### Dataset
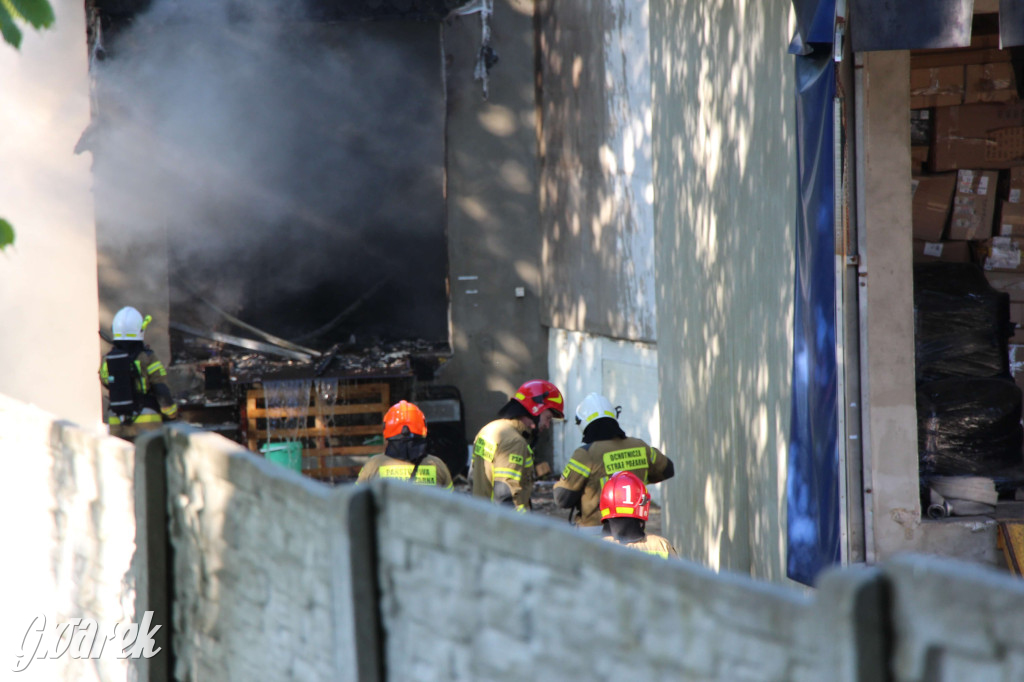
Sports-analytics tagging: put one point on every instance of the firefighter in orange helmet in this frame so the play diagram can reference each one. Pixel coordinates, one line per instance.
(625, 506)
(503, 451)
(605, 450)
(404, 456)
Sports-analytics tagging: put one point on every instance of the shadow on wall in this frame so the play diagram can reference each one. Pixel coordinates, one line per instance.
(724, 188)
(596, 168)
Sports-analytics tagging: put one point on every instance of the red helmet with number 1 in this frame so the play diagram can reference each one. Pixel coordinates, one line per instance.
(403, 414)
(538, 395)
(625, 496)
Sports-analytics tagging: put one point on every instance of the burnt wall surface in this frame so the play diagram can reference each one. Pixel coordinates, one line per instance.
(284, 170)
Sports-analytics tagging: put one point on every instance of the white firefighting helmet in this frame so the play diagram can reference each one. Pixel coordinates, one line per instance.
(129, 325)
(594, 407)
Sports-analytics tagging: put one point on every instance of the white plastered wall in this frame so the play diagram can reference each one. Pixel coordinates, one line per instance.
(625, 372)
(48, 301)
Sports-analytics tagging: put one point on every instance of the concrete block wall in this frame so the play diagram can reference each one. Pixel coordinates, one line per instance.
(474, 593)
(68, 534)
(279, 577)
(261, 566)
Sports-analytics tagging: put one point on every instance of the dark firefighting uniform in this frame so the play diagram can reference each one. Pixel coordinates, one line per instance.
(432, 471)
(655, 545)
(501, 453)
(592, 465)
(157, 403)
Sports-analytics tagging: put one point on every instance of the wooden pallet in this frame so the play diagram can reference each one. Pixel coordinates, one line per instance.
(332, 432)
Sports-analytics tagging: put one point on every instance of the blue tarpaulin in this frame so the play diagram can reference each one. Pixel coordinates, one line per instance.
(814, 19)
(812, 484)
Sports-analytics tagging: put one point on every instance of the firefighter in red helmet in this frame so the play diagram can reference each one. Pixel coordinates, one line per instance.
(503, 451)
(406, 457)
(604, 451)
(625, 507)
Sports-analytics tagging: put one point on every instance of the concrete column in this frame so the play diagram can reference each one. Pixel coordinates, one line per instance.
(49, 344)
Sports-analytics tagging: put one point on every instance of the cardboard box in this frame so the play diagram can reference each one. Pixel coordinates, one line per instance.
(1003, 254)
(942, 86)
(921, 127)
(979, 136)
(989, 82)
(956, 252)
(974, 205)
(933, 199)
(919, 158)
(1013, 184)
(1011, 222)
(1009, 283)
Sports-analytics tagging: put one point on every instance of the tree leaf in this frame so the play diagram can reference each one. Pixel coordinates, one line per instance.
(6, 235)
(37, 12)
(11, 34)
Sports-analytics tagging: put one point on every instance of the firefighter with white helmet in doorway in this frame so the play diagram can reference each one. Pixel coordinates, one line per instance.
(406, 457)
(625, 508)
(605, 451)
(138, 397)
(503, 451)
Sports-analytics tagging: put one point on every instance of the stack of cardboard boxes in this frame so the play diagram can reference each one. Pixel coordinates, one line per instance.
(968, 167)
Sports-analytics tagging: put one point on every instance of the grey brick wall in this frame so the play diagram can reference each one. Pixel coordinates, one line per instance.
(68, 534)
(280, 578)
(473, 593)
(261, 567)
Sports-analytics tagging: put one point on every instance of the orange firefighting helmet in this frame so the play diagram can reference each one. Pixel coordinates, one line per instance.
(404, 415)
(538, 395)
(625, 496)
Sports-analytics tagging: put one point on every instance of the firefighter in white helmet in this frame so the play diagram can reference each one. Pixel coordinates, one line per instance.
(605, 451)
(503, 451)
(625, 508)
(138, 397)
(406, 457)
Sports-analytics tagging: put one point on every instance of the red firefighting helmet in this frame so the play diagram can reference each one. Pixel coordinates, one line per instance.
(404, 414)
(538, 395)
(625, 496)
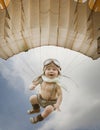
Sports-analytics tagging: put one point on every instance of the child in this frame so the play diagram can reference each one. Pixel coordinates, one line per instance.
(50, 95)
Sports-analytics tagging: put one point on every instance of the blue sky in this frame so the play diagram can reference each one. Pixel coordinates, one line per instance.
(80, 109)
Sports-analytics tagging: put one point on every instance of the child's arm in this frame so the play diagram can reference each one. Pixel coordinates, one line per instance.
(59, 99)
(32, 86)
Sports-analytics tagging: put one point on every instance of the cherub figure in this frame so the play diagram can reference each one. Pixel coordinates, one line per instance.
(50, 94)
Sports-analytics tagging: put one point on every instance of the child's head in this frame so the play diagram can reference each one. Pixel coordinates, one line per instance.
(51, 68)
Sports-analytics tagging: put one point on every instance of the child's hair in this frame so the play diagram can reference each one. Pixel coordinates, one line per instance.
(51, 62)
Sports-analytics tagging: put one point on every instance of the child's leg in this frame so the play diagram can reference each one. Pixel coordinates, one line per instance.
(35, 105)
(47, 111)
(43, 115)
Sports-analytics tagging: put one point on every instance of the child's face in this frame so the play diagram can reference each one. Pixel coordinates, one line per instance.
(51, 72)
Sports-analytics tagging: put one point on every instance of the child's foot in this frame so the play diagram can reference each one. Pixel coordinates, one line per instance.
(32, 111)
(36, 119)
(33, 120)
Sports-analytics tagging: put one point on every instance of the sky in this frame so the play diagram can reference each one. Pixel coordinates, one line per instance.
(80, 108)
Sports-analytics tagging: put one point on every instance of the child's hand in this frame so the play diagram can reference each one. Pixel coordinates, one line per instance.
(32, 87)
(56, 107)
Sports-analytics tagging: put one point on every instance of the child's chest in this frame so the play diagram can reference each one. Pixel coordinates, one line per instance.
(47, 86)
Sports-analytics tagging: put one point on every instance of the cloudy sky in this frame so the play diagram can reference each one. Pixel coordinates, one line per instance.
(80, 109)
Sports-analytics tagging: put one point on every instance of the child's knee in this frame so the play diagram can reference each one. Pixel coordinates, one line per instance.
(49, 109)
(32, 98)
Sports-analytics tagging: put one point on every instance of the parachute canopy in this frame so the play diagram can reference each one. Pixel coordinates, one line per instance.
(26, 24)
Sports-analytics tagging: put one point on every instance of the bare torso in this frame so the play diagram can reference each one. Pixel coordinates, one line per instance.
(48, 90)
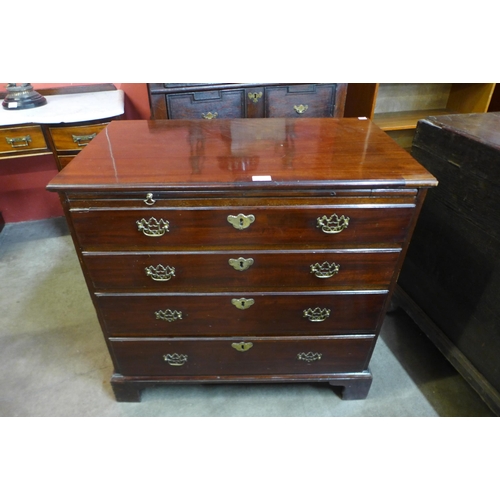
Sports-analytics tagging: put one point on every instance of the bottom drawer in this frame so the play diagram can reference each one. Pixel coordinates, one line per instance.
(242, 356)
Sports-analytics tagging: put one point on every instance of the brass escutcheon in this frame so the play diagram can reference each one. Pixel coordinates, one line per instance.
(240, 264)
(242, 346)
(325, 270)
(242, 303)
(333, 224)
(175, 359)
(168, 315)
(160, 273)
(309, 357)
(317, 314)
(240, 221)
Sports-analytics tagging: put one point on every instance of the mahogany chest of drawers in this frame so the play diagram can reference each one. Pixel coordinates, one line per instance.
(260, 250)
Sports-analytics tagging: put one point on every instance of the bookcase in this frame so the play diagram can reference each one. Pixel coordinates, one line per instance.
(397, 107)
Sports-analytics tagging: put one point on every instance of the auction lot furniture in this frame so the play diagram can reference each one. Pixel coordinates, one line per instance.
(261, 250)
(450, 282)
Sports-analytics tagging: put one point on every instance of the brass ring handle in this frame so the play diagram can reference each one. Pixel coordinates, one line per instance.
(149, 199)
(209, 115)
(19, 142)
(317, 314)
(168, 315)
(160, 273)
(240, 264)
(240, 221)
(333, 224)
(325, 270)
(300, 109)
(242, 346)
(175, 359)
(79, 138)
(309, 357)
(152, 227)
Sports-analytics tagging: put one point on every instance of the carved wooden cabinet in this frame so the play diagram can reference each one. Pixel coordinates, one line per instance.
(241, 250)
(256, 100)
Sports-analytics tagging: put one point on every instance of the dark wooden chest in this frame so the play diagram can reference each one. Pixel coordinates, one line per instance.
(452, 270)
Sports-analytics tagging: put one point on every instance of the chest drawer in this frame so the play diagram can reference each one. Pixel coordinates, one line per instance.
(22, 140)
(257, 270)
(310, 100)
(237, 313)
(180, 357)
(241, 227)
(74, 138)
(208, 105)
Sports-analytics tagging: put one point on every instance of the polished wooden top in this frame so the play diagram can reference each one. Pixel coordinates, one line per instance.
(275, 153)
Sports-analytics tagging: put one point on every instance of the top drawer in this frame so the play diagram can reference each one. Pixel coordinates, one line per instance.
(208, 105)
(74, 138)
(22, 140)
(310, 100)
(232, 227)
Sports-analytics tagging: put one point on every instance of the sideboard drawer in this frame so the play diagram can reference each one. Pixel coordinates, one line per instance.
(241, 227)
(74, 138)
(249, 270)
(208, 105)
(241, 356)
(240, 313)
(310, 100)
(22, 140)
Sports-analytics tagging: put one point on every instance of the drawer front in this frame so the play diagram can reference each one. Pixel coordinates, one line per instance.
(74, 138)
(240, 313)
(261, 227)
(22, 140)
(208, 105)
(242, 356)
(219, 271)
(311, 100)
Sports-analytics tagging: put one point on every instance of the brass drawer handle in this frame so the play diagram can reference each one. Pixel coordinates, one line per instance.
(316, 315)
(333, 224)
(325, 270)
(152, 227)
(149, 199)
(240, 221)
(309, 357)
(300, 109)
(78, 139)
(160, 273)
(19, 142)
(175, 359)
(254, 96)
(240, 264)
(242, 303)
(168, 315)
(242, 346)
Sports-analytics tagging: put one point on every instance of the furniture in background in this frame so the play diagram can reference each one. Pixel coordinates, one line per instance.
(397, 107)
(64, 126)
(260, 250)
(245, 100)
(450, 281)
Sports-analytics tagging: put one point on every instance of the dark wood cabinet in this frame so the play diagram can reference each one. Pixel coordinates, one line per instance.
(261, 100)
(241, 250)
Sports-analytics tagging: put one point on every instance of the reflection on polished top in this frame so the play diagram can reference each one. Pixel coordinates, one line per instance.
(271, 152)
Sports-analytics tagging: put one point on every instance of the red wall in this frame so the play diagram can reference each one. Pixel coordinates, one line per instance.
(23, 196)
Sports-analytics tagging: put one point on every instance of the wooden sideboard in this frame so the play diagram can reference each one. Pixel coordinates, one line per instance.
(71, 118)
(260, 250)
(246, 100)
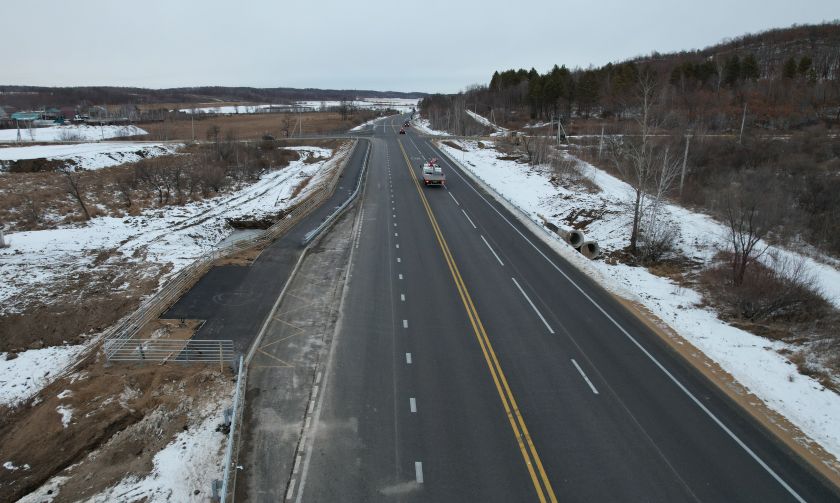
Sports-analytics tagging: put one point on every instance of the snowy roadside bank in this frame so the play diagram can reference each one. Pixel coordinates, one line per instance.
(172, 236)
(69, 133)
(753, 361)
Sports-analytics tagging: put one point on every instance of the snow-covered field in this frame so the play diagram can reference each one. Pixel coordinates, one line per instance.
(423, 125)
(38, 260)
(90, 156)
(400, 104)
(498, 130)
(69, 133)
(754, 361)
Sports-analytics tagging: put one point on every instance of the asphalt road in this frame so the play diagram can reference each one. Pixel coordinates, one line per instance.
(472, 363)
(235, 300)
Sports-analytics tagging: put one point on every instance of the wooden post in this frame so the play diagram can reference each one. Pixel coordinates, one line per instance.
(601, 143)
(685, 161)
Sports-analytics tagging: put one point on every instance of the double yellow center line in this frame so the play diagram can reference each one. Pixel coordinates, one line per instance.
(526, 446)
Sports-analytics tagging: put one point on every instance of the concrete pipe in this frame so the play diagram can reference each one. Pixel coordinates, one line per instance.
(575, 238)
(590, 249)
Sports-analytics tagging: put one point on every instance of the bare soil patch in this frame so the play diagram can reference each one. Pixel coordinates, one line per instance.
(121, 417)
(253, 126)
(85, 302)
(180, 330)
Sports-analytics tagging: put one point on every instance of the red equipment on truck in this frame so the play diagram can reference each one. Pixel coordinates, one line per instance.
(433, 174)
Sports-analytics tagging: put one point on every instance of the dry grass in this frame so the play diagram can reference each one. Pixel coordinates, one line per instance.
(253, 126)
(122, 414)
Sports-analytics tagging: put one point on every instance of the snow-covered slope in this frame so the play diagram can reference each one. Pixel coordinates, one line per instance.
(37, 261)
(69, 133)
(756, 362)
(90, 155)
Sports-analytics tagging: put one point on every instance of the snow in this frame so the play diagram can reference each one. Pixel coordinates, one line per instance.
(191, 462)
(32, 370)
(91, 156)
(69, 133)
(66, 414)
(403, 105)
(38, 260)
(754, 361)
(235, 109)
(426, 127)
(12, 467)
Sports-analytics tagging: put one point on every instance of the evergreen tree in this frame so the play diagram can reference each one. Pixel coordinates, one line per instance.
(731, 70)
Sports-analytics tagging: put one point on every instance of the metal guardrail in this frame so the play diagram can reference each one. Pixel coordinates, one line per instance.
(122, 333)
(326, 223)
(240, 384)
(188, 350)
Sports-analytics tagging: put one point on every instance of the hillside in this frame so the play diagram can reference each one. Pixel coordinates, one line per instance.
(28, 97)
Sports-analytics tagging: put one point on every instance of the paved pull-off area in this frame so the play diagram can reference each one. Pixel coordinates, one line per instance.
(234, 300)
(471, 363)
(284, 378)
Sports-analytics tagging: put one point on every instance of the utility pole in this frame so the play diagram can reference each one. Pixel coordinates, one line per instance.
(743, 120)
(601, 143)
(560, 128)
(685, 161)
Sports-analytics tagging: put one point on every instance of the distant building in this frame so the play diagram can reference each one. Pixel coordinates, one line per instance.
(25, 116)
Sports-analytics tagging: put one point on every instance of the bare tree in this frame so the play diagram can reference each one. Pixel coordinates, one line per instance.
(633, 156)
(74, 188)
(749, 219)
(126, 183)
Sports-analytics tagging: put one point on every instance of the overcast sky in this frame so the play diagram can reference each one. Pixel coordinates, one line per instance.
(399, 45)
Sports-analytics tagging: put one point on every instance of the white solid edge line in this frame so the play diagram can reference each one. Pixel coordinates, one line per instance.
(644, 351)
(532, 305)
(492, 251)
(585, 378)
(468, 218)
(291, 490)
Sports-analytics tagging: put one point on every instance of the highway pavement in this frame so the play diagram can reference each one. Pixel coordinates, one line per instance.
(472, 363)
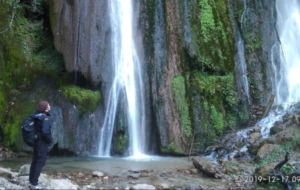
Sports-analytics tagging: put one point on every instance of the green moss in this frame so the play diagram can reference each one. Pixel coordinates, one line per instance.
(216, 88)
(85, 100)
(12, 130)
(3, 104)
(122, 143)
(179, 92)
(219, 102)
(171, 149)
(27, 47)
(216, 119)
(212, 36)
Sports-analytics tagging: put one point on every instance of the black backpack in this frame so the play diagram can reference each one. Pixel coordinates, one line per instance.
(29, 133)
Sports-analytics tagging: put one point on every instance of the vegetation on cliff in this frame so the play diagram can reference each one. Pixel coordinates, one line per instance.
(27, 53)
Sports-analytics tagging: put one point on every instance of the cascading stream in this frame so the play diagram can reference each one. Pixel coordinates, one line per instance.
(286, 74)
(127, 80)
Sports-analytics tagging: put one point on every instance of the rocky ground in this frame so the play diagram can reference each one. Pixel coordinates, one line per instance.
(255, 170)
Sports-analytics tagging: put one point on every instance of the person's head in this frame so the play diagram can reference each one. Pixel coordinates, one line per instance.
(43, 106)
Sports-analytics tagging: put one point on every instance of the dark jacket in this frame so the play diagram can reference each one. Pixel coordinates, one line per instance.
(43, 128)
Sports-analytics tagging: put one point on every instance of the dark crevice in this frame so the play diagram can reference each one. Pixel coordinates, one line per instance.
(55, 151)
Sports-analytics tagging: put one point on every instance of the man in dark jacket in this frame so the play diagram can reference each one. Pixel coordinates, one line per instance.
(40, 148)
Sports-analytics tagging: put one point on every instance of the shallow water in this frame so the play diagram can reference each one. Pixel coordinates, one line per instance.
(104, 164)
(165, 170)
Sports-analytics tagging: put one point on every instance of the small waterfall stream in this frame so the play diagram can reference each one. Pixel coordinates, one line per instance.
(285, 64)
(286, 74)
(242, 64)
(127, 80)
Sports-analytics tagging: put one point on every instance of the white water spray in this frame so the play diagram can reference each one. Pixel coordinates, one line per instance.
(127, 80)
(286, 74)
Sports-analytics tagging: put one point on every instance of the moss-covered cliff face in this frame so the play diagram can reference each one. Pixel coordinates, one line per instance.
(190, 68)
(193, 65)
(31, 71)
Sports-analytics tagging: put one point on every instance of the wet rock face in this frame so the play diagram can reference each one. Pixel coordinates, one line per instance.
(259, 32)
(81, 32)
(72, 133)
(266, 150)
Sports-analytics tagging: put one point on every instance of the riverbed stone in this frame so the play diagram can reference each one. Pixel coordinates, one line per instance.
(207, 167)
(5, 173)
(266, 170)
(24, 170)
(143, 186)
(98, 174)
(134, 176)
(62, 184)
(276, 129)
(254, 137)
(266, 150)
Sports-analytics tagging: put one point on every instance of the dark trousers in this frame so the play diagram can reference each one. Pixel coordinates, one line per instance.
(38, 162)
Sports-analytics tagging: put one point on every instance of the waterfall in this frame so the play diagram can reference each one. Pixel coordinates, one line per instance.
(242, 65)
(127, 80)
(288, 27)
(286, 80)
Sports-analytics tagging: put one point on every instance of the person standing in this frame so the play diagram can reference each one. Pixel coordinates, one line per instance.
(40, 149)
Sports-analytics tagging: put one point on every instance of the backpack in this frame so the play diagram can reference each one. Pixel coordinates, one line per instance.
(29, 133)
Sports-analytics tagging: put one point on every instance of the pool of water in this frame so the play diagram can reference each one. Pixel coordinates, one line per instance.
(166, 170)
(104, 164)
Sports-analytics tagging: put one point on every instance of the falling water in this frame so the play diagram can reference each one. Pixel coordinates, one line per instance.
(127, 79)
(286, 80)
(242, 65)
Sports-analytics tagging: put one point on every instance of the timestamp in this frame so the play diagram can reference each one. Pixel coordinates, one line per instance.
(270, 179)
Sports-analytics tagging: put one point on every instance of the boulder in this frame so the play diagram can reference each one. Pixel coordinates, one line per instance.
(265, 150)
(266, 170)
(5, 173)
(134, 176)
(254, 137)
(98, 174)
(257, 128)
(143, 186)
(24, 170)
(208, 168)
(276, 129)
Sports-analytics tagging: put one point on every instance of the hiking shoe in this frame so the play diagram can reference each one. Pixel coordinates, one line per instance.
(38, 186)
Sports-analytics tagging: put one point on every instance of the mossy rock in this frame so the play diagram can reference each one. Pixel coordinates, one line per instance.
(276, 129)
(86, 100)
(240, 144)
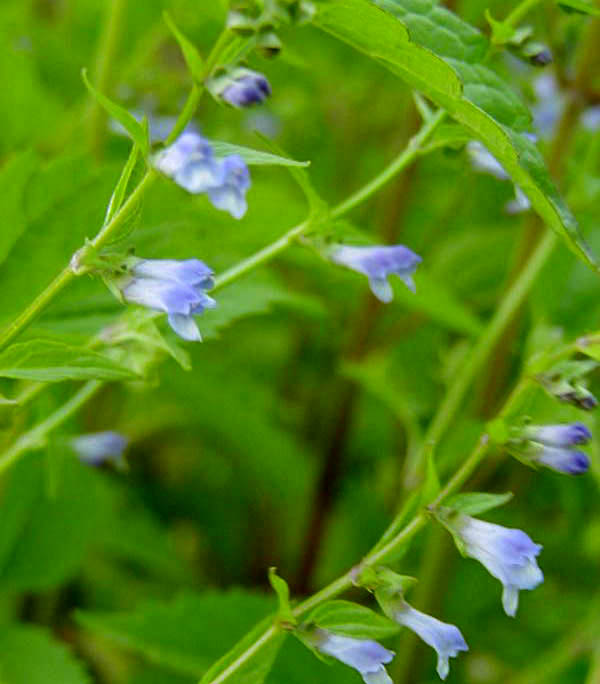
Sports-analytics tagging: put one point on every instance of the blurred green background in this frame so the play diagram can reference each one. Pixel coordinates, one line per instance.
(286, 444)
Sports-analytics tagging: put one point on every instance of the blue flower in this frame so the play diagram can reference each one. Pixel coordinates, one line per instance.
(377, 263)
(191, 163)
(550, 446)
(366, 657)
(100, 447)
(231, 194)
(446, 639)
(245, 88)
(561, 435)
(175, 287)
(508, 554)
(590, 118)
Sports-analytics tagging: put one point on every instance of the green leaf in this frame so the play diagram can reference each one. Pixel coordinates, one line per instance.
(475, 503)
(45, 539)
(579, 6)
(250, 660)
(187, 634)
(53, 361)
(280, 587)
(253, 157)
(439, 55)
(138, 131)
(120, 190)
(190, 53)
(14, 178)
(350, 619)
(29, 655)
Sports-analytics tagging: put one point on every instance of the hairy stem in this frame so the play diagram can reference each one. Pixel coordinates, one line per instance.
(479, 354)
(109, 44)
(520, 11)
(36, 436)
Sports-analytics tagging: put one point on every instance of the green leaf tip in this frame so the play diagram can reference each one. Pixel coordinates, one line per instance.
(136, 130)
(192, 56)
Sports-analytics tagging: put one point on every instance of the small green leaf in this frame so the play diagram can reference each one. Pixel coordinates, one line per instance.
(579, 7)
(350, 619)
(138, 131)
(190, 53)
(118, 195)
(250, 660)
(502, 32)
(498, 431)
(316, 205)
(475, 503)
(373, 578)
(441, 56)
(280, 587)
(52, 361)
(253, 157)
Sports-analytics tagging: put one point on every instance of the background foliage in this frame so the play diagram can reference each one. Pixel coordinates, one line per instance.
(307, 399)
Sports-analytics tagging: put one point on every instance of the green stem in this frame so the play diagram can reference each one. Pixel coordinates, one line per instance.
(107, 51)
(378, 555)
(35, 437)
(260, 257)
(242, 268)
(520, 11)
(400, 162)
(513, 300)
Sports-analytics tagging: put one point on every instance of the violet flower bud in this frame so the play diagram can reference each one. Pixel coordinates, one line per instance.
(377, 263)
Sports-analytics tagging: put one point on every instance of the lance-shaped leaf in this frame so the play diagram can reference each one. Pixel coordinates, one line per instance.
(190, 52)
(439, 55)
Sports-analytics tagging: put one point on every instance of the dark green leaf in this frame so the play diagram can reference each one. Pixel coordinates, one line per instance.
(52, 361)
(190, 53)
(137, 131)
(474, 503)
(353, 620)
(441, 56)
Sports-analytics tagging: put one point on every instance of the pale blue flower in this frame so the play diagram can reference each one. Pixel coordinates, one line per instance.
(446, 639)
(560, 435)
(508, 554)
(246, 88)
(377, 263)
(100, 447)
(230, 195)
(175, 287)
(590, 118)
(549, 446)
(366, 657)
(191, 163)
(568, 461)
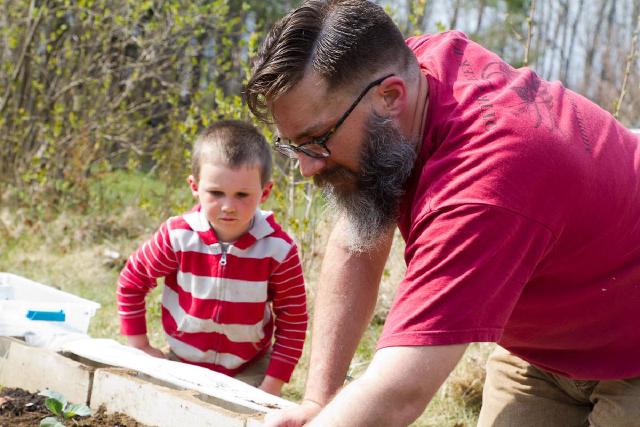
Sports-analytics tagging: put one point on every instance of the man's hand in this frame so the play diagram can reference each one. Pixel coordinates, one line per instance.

### Given problem
Extract the run of lines beginning with the line that holds "green leaf tip" and ending at the last line of the data, inclusive. Exclude any pictures from the copy.

### Response to this exercise
Sports-analytics tagging: put one point on every instance of the green leaf tip in this frame so the play diagram can reference each one. Pixel coordinates, one line per instance.
(136, 130)
(192, 56)
Sports-analytics tagging: put one point on every instance of the small green leaf in this frame so the play diagram can reference each one. Pixel coordinates, one line per instance.
(579, 7)
(350, 619)
(138, 131)
(190, 53)
(118, 195)
(250, 660)
(502, 32)
(498, 431)
(316, 205)
(475, 503)
(373, 578)
(441, 56)
(280, 587)
(52, 361)
(253, 157)
Sports-analytics tagging: put one point on every instance of the background foliage in this frame so the play diagram can reference each one. Pixel coordinates, one line per instance.
(307, 399)
Sports-analytics tagging: put one point on every instance of the green stem in this frame so the play diagram can reference each one. Pixel coordinates, one line per instance.
(107, 51)
(378, 555)
(35, 437)
(260, 257)
(242, 268)
(520, 11)
(400, 162)
(513, 300)
Sports-analytics tagging: put one point on every instance of the violet flower bud in this frame so the play diagram can reference each one. Pixel coordinates, one line per instance.
(377, 263)
Sports-analytics tagging: put one point on every instance of the lance-shaped leaf in this frame so the play diagram can reference each one. Pixel coordinates, one line per instance.
(190, 52)
(439, 55)
Sports-analytics tagging: put one point on every instance of the dark green leaf in this frame so the play diagram can reference each one. Pixel coordinates, one line per instance.
(52, 361)
(190, 53)
(137, 131)
(474, 503)
(353, 620)
(441, 56)
Sports-analytics tagging: put one point on every instance of the pale blue flower in this frame so the play diagram can reference each one. Pixel coordinates, one line per instance.
(446, 639)
(560, 435)
(508, 554)
(246, 88)
(377, 263)
(100, 447)
(230, 195)
(175, 287)
(590, 118)
(549, 446)
(366, 657)
(191, 163)
(568, 461)
Sports-analytics tagging: put one point on every instance of the man's hand in this frame so the play diagram can reference each one. Pixel coordinates, one line per instance.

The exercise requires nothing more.